__DIRECTIONS__:
Count how many lines of the listing below contain the word "screen". Reply with the number alone.

__INPUT RECORDS__:

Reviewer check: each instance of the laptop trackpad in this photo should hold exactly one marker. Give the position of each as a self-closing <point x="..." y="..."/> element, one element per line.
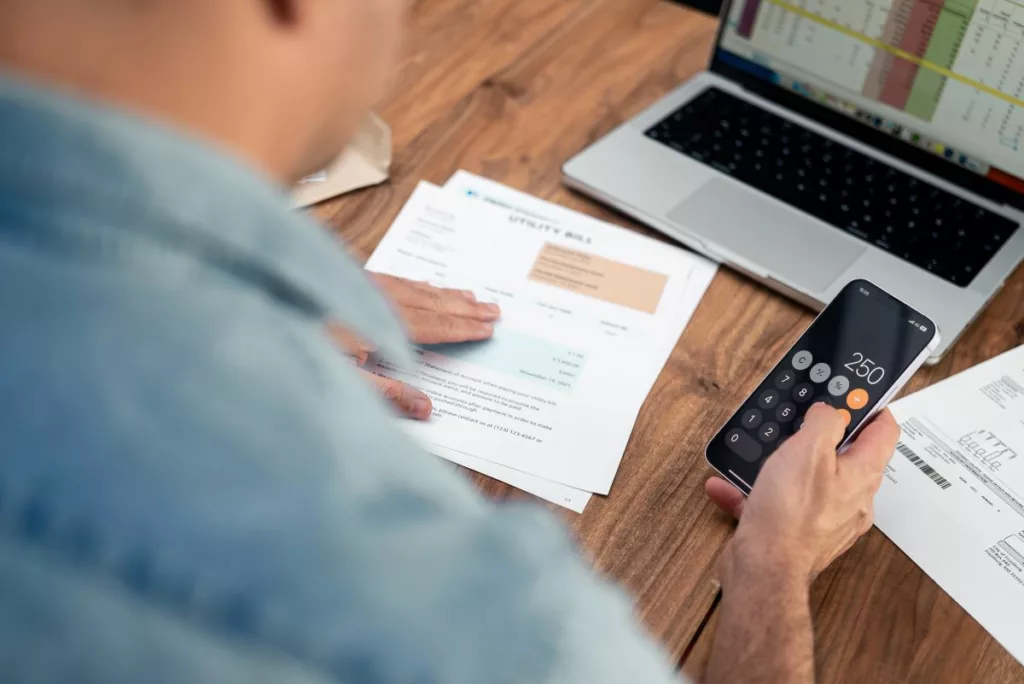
<point x="784" y="244"/>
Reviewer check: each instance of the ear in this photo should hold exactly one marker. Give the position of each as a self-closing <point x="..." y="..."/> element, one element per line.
<point x="286" y="11"/>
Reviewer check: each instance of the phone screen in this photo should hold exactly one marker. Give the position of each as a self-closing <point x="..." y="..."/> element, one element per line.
<point x="850" y="357"/>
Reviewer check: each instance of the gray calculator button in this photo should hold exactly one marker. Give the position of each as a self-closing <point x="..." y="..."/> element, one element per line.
<point x="820" y="373"/>
<point x="839" y="385"/>
<point x="802" y="360"/>
<point x="768" y="399"/>
<point x="785" y="379"/>
<point x="743" y="445"/>
<point x="769" y="432"/>
<point x="803" y="392"/>
<point x="786" y="413"/>
<point x="752" y="419"/>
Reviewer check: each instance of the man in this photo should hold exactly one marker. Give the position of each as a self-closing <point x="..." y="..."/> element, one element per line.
<point x="197" y="484"/>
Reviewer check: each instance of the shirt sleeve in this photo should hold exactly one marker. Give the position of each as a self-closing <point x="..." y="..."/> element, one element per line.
<point x="233" y="486"/>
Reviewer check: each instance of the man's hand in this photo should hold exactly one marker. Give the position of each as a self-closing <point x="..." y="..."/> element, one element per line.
<point x="808" y="507"/>
<point x="431" y="315"/>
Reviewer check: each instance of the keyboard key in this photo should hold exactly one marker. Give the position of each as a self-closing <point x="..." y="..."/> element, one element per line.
<point x="855" y="193"/>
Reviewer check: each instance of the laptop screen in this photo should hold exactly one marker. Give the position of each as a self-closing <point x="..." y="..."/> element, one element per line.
<point x="944" y="76"/>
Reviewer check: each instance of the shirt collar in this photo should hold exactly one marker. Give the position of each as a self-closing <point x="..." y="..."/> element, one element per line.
<point x="136" y="175"/>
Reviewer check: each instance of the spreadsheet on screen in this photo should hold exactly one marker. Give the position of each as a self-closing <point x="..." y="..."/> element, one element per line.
<point x="946" y="75"/>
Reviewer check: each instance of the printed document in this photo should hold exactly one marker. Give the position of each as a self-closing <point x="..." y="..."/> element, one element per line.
<point x="953" y="495"/>
<point x="590" y="314"/>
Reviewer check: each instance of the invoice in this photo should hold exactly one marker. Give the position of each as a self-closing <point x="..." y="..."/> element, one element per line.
<point x="953" y="495"/>
<point x="590" y="315"/>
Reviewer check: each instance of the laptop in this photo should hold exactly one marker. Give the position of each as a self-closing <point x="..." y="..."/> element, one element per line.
<point x="839" y="139"/>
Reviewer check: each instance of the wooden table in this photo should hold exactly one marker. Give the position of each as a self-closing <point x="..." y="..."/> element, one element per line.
<point x="512" y="88"/>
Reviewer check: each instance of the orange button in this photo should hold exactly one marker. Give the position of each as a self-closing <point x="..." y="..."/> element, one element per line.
<point x="857" y="399"/>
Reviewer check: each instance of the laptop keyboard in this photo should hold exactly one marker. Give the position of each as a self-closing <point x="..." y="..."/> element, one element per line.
<point x="910" y="218"/>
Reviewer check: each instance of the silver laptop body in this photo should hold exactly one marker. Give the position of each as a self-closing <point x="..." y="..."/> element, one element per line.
<point x="768" y="240"/>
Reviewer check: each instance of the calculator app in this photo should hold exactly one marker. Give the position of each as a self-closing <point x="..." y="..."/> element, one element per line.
<point x="850" y="357"/>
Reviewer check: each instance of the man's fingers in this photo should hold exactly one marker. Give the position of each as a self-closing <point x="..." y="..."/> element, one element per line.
<point x="877" y="442"/>
<point x="411" y="401"/>
<point x="725" y="496"/>
<point x="350" y="344"/>
<point x="410" y="295"/>
<point x="427" y="328"/>
<point x="824" y="425"/>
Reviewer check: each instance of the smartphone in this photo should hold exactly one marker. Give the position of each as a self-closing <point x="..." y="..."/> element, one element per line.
<point x="856" y="355"/>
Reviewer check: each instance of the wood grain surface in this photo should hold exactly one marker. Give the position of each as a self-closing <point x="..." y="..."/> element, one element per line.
<point x="510" y="89"/>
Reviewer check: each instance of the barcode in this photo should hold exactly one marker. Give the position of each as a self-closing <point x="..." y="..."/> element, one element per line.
<point x="924" y="467"/>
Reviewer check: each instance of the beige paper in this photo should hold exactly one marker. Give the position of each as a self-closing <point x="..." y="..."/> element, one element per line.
<point x="367" y="161"/>
<point x="601" y="279"/>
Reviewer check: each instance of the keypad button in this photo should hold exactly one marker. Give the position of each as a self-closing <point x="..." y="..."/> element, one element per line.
<point x="768" y="399"/>
<point x="769" y="432"/>
<point x="786" y="412"/>
<point x="802" y="360"/>
<point x="857" y="399"/>
<point x="803" y="392"/>
<point x="820" y="373"/>
<point x="752" y="419"/>
<point x="839" y="385"/>
<point x="785" y="380"/>
<point x="743" y="445"/>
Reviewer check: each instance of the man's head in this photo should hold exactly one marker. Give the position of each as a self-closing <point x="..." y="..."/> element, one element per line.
<point x="281" y="82"/>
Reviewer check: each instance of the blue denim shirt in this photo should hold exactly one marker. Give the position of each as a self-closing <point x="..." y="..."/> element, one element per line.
<point x="197" y="486"/>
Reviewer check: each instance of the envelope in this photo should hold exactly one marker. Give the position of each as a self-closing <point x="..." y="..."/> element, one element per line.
<point x="367" y="161"/>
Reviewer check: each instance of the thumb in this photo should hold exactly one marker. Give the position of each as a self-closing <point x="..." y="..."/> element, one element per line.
<point x="725" y="496"/>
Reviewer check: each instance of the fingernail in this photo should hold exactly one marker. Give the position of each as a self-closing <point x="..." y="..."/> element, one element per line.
<point x="420" y="409"/>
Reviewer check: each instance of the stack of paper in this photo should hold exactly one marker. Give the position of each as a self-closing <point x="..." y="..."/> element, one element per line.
<point x="953" y="495"/>
<point x="590" y="314"/>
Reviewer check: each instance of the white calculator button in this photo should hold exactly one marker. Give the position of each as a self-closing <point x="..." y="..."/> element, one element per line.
<point x="820" y="373"/>
<point x="802" y="360"/>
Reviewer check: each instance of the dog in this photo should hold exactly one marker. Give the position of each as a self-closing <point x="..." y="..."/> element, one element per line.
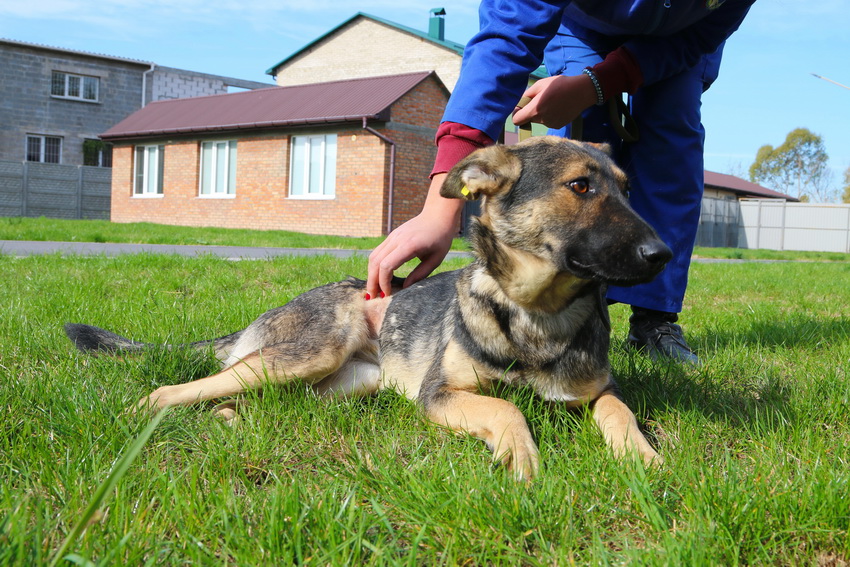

__ANSWER TO THIS TASK__:
3